This post originally appeared on The Guardian's Sustainable Business blog.

The way companies report on their financial status has changed little since corporate accounting standards were first created 80 years ago. Yet the world they operate in, and the risks and opportunities they face, have changed almost beyond recognition.

Global population has soared from two to seven billion, with human and manufactured capital now in abundance. Natural capital, on the other hand, has become scarcer and more precious. Once-plentiful forests, food, water, wetlands, minerals and metals are in short supply, creating supply chain and operational risks.

Today, a global coalition of regulators, investors, companies, and accounting organizations launched a new integrated reporting framework in six major cities, which aims to address this gap. The draft framework from the International Integrated Reporting Council (IIRC), based on input from 85 pilot companies and more than 50 investors, represents a much-needed milestone in the evolution of corporate reporting.

Integrated Reporting: A New Approach to Accounting

Integrated reporting does exactly what its name suggests. It presents, in one document, a concise, joined-up presentation of everything material to a company’s present and future performance - including financial, management, governance, and sustainability information, which are commonly reported separately. It also looks at a company’s relationship with six key forms of capitals - financial, intellectual, manufactured, social, human, and natural.

As a result, investors and other stakeholders get a more complete picture of a company’s health, the risks it faces, and its ability to create and sustain value over time (see table).
========================================
Complete the following |
**A)** Reproduce the passage on integrated reporting word for word, starting at "Integrated Reporting: A" and ending at "human, and natural.".
**B)** Translate this sentence from the passage on integrated reporting into Spanish: "Natural capital, on the other hand, has become scarcer and more precious."

Dataset rows showing where objects appear
========================================
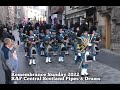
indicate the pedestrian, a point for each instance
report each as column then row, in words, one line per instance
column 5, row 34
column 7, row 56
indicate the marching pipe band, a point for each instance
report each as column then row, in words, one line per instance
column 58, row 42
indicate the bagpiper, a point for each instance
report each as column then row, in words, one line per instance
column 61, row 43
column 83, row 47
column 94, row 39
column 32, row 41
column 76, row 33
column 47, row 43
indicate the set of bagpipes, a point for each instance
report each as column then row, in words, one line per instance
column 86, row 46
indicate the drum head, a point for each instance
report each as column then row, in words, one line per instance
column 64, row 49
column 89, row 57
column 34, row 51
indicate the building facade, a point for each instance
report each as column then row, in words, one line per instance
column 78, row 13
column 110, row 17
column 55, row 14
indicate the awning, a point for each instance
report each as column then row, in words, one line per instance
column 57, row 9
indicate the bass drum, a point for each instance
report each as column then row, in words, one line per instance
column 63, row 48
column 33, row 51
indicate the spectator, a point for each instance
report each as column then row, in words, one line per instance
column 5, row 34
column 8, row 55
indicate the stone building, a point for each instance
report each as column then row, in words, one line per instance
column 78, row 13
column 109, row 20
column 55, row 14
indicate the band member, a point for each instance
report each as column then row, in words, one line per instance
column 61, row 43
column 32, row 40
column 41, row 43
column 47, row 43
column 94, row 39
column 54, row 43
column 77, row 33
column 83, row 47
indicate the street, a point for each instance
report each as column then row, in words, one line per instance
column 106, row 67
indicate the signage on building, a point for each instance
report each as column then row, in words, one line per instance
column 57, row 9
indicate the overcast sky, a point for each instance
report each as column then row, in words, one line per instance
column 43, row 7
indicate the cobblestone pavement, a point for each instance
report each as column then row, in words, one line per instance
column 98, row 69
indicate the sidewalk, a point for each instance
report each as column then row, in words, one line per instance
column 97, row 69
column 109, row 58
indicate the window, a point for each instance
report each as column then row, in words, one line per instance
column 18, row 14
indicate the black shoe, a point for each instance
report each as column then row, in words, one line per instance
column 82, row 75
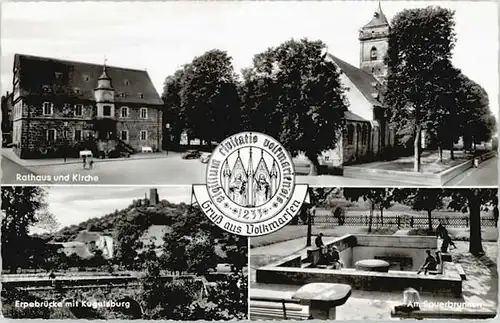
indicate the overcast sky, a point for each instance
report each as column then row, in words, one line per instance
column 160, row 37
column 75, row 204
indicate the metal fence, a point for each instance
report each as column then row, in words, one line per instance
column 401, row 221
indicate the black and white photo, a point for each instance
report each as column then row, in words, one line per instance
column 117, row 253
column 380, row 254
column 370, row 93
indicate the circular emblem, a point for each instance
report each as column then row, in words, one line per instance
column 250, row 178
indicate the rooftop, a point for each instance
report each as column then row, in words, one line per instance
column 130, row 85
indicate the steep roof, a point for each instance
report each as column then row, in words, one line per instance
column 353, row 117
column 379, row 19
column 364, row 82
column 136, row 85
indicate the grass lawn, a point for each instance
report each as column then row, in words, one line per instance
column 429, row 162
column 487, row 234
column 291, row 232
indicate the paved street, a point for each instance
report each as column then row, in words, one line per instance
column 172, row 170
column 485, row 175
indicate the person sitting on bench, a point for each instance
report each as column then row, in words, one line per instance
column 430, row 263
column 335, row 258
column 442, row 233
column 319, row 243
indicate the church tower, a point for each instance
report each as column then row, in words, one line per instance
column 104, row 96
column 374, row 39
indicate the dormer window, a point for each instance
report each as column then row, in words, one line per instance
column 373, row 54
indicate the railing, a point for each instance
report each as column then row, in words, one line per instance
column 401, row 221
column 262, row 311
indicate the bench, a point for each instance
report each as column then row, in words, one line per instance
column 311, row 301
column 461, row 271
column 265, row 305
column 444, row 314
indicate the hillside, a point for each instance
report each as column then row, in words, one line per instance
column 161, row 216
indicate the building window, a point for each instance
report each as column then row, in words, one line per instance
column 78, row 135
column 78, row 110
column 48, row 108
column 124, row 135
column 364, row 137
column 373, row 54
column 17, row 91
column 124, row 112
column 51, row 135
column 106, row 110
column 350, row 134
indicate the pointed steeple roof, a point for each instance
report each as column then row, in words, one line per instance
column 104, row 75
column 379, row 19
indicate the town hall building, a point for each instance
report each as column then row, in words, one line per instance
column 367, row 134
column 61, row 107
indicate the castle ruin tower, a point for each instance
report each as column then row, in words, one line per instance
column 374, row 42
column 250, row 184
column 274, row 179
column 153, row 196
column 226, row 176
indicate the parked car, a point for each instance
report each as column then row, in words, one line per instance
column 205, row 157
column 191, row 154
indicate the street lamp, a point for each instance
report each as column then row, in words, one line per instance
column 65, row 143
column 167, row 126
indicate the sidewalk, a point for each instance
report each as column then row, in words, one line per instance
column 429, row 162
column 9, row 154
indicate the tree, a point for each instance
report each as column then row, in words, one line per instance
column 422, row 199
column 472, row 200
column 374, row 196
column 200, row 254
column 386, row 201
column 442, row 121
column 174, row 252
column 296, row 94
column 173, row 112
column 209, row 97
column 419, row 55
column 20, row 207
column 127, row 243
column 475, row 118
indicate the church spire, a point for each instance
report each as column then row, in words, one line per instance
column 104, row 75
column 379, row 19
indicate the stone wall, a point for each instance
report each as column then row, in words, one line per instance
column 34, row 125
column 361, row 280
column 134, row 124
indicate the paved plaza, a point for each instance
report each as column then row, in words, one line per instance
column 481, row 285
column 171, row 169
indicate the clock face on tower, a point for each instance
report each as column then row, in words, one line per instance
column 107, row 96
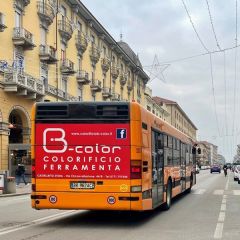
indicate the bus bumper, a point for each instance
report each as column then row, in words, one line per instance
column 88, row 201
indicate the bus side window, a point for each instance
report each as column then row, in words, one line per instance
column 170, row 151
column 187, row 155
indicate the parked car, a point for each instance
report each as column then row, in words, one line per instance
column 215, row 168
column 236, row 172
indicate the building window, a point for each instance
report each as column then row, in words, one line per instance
========================================
Results |
**A)**
Integrated Reporting: A New Approach to Accounting

Integrated reporting does exactly what its name suggests. It presents, in one document, a concise, joined-up presentation of everything material to a company’s present and future performance - including financial, management, governance, and sustainability information, which are commonly reported separately. It also looks at a company’s relationship with six key forms of capitals - financial, intellectual, manufactured, social, human, and natural.

**B)** El capital natural, en cambio, se ha vuelto más escaso y más valioso.